* DESCRIPTION OF THE TASK
List every line in the items below that contains the word "blurred".

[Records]

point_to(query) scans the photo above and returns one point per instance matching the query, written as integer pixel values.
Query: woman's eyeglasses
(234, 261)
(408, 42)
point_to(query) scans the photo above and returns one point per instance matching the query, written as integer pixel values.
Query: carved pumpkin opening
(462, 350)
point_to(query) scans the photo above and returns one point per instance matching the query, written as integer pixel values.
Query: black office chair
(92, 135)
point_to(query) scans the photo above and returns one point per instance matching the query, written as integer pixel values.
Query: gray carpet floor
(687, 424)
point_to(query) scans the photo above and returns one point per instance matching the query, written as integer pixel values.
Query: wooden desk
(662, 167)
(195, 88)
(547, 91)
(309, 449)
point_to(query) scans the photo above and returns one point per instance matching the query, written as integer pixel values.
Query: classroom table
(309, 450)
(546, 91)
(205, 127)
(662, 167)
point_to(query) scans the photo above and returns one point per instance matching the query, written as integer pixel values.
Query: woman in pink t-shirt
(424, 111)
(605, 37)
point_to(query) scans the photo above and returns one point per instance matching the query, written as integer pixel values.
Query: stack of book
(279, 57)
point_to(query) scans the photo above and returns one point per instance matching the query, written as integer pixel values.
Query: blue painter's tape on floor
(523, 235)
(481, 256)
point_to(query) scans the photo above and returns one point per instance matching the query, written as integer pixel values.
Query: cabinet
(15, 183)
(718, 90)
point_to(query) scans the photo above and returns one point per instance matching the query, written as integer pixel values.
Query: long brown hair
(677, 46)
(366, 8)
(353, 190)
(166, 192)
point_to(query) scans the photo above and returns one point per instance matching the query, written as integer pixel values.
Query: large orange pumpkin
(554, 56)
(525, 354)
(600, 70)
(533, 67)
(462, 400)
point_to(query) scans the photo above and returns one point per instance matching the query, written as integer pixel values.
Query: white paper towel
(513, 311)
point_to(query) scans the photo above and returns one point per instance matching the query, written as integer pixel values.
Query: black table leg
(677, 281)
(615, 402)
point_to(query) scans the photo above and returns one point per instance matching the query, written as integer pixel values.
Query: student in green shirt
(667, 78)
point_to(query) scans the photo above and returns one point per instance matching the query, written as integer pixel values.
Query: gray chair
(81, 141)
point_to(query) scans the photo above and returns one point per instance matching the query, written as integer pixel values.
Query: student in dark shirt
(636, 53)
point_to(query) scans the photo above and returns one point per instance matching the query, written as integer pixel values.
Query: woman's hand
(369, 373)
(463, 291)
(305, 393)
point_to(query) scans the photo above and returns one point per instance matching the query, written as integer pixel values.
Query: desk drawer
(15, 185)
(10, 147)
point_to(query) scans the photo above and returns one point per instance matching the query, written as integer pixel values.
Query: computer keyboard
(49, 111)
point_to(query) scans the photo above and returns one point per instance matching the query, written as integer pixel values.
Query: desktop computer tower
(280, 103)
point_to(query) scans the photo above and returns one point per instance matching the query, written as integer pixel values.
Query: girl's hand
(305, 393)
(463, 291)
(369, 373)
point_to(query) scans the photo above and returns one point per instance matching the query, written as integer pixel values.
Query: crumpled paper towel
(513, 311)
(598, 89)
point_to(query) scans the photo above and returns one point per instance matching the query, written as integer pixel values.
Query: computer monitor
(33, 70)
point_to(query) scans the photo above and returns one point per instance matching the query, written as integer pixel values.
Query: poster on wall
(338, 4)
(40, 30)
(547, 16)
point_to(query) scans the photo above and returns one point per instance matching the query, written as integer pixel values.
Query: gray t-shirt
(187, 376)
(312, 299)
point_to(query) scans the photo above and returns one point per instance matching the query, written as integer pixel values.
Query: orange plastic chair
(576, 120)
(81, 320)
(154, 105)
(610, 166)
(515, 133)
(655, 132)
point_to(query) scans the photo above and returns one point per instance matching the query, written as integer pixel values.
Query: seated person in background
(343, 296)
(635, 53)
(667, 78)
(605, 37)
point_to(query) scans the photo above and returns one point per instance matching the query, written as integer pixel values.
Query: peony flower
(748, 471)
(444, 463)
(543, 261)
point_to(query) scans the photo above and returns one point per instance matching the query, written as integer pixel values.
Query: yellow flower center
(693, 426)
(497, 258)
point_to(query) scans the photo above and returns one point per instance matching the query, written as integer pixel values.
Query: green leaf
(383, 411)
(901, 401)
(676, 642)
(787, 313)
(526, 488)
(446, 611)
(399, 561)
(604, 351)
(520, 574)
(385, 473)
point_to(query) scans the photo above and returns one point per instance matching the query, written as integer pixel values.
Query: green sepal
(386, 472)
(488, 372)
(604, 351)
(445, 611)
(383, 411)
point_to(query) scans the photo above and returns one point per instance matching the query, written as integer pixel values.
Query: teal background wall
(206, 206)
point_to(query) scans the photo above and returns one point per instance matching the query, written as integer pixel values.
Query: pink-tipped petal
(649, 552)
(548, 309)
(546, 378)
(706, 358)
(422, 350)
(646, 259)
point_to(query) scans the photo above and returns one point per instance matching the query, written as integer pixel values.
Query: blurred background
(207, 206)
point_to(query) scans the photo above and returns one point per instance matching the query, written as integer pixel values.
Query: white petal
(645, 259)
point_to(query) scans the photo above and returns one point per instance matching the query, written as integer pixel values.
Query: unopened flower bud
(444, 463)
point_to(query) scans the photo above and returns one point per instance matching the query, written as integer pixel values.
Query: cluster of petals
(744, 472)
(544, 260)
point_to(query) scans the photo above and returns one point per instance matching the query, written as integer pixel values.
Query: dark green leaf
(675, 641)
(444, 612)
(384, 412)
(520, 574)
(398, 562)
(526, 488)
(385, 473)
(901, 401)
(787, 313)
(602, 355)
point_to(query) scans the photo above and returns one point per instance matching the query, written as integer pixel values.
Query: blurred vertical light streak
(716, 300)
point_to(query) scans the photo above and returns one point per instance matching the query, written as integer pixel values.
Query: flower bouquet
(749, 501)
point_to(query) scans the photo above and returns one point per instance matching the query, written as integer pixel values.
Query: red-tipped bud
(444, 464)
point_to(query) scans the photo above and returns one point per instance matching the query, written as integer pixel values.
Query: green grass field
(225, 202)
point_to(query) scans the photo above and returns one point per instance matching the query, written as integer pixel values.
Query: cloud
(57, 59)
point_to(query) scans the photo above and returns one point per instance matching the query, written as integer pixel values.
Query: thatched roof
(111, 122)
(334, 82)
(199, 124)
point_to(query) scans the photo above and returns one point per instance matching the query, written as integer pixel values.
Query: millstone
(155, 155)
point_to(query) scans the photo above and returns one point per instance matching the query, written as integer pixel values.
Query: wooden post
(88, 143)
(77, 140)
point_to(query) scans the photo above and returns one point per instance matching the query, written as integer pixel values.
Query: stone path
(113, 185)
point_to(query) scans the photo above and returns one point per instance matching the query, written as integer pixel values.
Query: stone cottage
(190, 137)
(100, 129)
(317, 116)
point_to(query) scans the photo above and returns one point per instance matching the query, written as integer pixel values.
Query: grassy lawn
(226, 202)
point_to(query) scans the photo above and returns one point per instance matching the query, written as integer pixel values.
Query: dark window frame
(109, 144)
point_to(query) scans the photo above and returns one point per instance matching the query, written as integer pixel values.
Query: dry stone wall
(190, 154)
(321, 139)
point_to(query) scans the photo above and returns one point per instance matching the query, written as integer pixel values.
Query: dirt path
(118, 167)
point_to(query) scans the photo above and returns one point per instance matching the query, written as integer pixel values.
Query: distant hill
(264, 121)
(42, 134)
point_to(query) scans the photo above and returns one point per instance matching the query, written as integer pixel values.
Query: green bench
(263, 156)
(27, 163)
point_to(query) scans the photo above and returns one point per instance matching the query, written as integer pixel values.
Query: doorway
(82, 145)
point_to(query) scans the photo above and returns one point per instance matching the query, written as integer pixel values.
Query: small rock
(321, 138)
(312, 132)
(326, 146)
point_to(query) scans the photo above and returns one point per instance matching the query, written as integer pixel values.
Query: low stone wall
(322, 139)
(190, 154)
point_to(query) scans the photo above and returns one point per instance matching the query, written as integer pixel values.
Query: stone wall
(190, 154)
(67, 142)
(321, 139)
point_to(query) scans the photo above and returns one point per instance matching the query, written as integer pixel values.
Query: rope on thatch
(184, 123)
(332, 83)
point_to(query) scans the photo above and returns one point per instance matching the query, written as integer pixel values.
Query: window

* RIGHT ANSWER
Query: blurred background
Query: blurred vertical light streak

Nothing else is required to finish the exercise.